Problems and tasks:
1. From the passage comparing Sardar and Ramadan, copy out every sentence that mentions Sardar by name.
2. Return everything from "Sardar, on the" down to "against the ulama." in the passage comparing Sardar and Ramadan, copied word for word.
3. Summarize the passage comparing Sardar and Ramadan in two sentences.

Sardar, on the other hand, referred to his brand of Islamic knowledge as ‘democratisation of the Koran’. To the young ears of budding academics at the LSE, this may have sounded rather attractive but it is a discourse fraught with peril. Where Ramadan’s starting point was re-reading texts, Sardar’s was abandoning the texts. If re-reading scripture results in the loss of the word and spirit of the text, why bother with the text? At this stage of their mutual evolution, Tariq Ramadan, to be fair, was a little more respectful of traditional scholars, or the ulama, whereas Zia Sardar was scathing in his vitriol against the ulama.

Provided information:
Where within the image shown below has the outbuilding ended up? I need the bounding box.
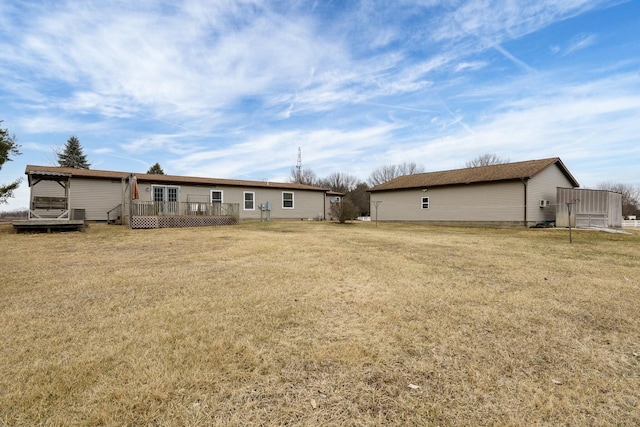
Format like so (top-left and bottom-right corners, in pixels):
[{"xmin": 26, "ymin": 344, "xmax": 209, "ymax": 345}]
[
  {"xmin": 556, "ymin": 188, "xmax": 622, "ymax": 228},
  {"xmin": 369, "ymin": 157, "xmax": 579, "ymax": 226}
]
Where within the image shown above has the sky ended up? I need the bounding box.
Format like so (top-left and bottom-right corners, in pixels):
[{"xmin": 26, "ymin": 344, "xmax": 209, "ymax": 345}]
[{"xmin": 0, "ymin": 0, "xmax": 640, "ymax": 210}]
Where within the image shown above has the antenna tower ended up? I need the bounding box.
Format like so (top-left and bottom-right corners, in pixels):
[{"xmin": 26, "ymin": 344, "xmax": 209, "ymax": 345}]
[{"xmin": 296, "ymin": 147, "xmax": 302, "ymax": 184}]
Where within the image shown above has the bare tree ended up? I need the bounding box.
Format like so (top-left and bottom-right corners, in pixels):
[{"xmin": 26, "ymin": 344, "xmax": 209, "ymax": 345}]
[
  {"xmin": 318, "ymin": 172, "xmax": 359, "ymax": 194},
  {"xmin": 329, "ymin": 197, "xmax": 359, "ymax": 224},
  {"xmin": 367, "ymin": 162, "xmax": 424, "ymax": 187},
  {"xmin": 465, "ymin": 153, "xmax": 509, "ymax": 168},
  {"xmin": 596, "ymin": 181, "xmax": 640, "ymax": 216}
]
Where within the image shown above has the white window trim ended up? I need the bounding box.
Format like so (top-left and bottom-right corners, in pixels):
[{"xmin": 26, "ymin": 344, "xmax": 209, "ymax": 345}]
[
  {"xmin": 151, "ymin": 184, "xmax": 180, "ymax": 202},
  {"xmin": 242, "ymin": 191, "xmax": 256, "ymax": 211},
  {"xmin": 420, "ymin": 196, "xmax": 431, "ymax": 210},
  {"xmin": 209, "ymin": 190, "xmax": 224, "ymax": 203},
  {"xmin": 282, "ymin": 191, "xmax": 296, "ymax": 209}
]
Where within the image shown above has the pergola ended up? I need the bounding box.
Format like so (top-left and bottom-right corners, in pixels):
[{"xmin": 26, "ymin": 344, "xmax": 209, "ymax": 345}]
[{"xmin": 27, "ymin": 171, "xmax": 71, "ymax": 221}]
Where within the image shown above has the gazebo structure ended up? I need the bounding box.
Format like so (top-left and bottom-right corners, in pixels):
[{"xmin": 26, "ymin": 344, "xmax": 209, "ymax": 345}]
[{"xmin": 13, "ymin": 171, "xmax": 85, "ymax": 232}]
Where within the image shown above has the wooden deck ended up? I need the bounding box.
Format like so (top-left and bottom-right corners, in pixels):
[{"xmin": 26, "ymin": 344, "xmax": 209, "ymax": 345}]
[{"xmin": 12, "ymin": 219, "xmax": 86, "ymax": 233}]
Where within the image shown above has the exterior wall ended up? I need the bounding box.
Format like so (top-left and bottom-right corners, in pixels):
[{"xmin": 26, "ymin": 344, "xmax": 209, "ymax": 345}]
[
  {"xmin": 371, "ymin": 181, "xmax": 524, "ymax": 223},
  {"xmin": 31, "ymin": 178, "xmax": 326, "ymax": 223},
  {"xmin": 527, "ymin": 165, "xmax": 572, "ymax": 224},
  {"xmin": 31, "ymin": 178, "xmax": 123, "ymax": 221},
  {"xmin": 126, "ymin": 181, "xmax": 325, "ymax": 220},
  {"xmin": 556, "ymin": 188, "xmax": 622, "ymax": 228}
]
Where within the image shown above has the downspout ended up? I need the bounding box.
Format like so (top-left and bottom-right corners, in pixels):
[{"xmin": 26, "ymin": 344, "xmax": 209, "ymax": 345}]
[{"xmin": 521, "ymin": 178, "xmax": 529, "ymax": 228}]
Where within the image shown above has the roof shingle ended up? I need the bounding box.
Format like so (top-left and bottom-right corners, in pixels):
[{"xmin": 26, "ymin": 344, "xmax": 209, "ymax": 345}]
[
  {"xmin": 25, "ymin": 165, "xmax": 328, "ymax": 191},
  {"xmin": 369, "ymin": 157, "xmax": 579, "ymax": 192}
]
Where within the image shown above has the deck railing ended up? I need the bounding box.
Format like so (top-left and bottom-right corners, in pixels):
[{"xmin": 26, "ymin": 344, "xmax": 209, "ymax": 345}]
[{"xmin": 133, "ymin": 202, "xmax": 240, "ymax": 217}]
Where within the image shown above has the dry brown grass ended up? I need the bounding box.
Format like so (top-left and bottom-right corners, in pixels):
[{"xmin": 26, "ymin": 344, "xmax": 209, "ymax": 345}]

Solutions to the exercise:
1.
Sardar, on the other hand, referred to his brand of Islamic knowledge as ‘democratisation of the Koran’.
Where Ramadan’s starting point was re-reading texts, Sardar’s was abandoning the texts.
At this stage of their mutual evolution, Tariq Ramadan, to be fair, was a little more respectful of traditional scholars, or the ulama, whereas Zia Sardar was scathing in his vitriol against the ulama.

2.
Sardar, on the other hand, referred to his brand of Islamic knowledge as ‘democratisation of the Koran’. To the young ears of budding academics at the LSE, this may have sounded rather attractive but it is a discourse fraught with peril. Where Ramadan’s starting point was re-reading texts, Sardar’s was abandoning the texts. If re-reading scripture results in the loss of the word and spirit of the text, why bother with the text? At this stage of their mutual evolution, Tariq Ramadan, to be fair, was a little more respectful of traditional scholars, or the ulama, whereas Zia Sardar was scathing in his vitriol against the ulama.

3. Sardar called his approach to Islamic knowledge a ‘democratisation of the Koran’, which the passage describes as a perilous discourse that abandons the texts, whereas Ramadan began from re-reading them. At that stage Ramadan was somewhat more respectful of the ulama, while Sardar was scathing toward them.